**Written task A**
Answer these questions about the text on maternal politics, marking each answer the same way:
(i) What does the text call the basis of representation so far?
(ii) Through what symbol are Soldier's Mothers connected to those they represent?
(iii) What does maternal politics make a source of its political struggle?

[Begin Given text]

When one represents another one, he (!) positions himself on the same level as another one, as the same as him, similar to him. Sameness is the basis of representation so far, and the situation of difference usually undermines representational politics. More one is the same as those whom one represents (in class, sexual orientation, gender, ethnicity, disability, age, etc), more he assumes the right to represent others. It all changes when Soldier’s Mothers come in. They do not represent other mothers who love their children, they represent those who are radically different from them, but whom they are connected to through the symbol of motherhood – any actual or potential soldier (who has ever had a mother)3 . They claim all of them as their potential children, though they might differ from those whom they represent in any socially and culturally meaningful aspect – ethnicity, religion, sexual orientation, gender, age, etc. Kin relations usually are not even included into political realm proper as they belong to "family law", but in any case most of the time they represent "someone else’s children". That’s why in their case the question and problem of representation and its crisis does not undermine their struggle and activism (though it has to be negotiated every other day, it is not something that comes with the name, but through embodied action, and adjustment of its tactics and strategies).



Maternal politics seems to take upon itself traditionally "passive maternal function", through dissolving itself actively in maternal love, making it a source of its political struggle. Mother’s Love as a political origin for activism.

[End Given text]
[Begin Data shown]

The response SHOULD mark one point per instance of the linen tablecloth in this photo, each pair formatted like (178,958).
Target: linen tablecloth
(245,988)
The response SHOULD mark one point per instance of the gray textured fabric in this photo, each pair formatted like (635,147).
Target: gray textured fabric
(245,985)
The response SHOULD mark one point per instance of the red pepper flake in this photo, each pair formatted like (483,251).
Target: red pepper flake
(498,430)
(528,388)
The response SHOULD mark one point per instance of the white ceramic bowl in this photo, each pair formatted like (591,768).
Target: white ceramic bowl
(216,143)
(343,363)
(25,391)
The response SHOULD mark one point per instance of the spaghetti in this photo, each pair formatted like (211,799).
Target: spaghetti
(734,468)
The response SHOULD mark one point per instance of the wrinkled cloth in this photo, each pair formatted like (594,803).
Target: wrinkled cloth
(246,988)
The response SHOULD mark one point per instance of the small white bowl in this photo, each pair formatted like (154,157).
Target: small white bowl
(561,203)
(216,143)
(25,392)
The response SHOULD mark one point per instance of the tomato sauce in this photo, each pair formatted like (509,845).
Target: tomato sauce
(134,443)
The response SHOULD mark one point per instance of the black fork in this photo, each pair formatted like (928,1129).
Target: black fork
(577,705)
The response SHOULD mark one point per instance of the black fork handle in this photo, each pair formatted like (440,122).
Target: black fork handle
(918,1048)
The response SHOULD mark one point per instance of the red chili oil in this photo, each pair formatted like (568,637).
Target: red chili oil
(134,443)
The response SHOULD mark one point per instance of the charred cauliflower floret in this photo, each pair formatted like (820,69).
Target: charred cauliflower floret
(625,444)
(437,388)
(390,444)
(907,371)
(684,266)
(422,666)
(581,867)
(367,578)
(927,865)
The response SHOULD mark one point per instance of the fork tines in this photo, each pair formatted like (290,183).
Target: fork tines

[End Data shown]

**Written task B**
Pull out the lines of the records word for word, starting at the line that contains "formatted like (483,251)." and ending at the last line of the records, with both of those lines included.

**Task response A**
(i) Sameness.
(ii) The symbol of motherhood.
(iii) Maternal love.

**Task response B**
The response SHOULD mark one point per instance of the red pepper flake in this photo, each pair formatted like (483,251).
Target: red pepper flake
(498,430)
(528,388)
The response SHOULD mark one point per instance of the white ceramic bowl in this photo, each pair formatted like (591,768).
Target: white ceramic bowl
(216,143)
(343,363)
(25,391)
The response SHOULD mark one point per instance of the spaghetti in this photo, each pair formatted like (211,799).
Target: spaghetti
(734,468)
The response SHOULD mark one point per instance of the wrinkled cloth in this photo, each pair formatted like (594,803).
Target: wrinkled cloth
(246,988)
The response SHOULD mark one point per instance of the small white bowl in this photo, each pair formatted like (154,157).
Target: small white bowl
(561,203)
(216,143)
(25,392)
The response SHOULD mark one point per instance of the tomato sauce in this photo, each pair formatted like (509,845).
Target: tomato sauce
(134,443)
The response SHOULD mark one point per instance of the black fork in this photo, each pair formatted like (928,1129).
Target: black fork
(577,705)
The response SHOULD mark one point per instance of the black fork handle in this photo, each pair formatted like (440,122).
Target: black fork handle
(918,1048)
The response SHOULD mark one point per instance of the red chili oil in this photo, each pair formatted like (568,637).
Target: red chili oil
(134,443)
The response SHOULD mark one point per instance of the charred cauliflower floret in this photo, each pair formatted like (820,69).
Target: charred cauliflower floret
(625,444)
(437,388)
(390,444)
(907,371)
(684,266)
(422,666)
(581,867)
(367,578)
(927,865)
The response SHOULD mark one point per instance of the fork tines in this photo, each pair formatted like (290,183).
Target: fork tines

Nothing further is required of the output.